● STATED TASK
Reproduce the patch thread below word for word, from its first line through its last.
--- start EXTRACT ---
Thread: [PATCH] add CLUSTER table ORDER BY index

[PATCH] add CLUSTER table ORDER BY index

From
Holger Schurig
Date:
The following table add's a new variant of the CLUSTER command. The old
variants are preserved, as suggested in the TODO entry.

Things I changed:

* The grammar
* psql help text
* psql tab-completion, it favours now CLUSTER table ORDER BY index"
* two uses of CLUSTER in the regression, so that both the old and
  new syntax get checked

Things to consider:

* not yet in the documentation
* psql should probably no longer emit "CLUSTER index ON table"
--- end EXTRACT ---
--- start DATA ---
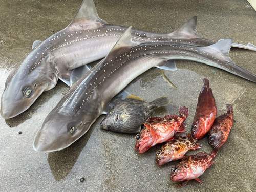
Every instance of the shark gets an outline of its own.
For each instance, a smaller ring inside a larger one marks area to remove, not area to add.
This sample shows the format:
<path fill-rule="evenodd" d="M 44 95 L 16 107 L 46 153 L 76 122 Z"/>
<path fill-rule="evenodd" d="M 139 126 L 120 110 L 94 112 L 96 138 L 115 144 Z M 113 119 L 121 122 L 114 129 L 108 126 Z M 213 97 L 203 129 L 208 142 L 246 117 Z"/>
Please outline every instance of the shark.
<path fill-rule="evenodd" d="M 228 57 L 232 39 L 205 47 L 168 42 L 140 44 L 129 27 L 108 56 L 75 82 L 46 117 L 33 143 L 37 152 L 65 148 L 84 134 L 107 111 L 108 103 L 133 79 L 169 60 L 186 59 L 214 66 L 256 82 L 256 75 Z"/>
<path fill-rule="evenodd" d="M 196 17 L 176 31 L 166 34 L 133 29 L 135 42 L 168 42 L 207 46 L 215 41 L 199 37 L 196 33 Z M 110 25 L 100 19 L 93 0 L 84 0 L 70 25 L 43 41 L 35 41 L 32 50 L 8 77 L 2 95 L 0 114 L 5 119 L 13 118 L 27 110 L 42 93 L 53 89 L 58 79 L 70 86 L 76 79 L 72 71 L 81 68 L 82 75 L 90 69 L 86 65 L 106 56 L 127 29 Z M 232 44 L 232 47 L 256 51 L 256 47 Z M 169 66 L 170 66 L 170 67 Z M 173 63 L 158 66 L 175 70 Z M 76 74 L 77 74 L 76 70 Z"/>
--- end DATA ---
● OUTPUT OF THE EXERCISE
Thread: [PATCH] add CLUSTER table ORDER BY index

[PATCH] add CLUSTER table ORDER BY index

From
Holger Schurig
Date:
The following table add's a new variant of the CLUSTER command. The old
variants are preserved, as suggested in the TODO entry.

Things I changed:

* The grammar
* psql help text
* psql tab-completion, it favours now CLUSTER table ORDER BY index"
* two uses of CLUSTER in the regression, so that both the old and
  new syntax get checked

Things to consider:

* not yet in the documentation
* psql should probably no longer emit "CLUSTER index ON table"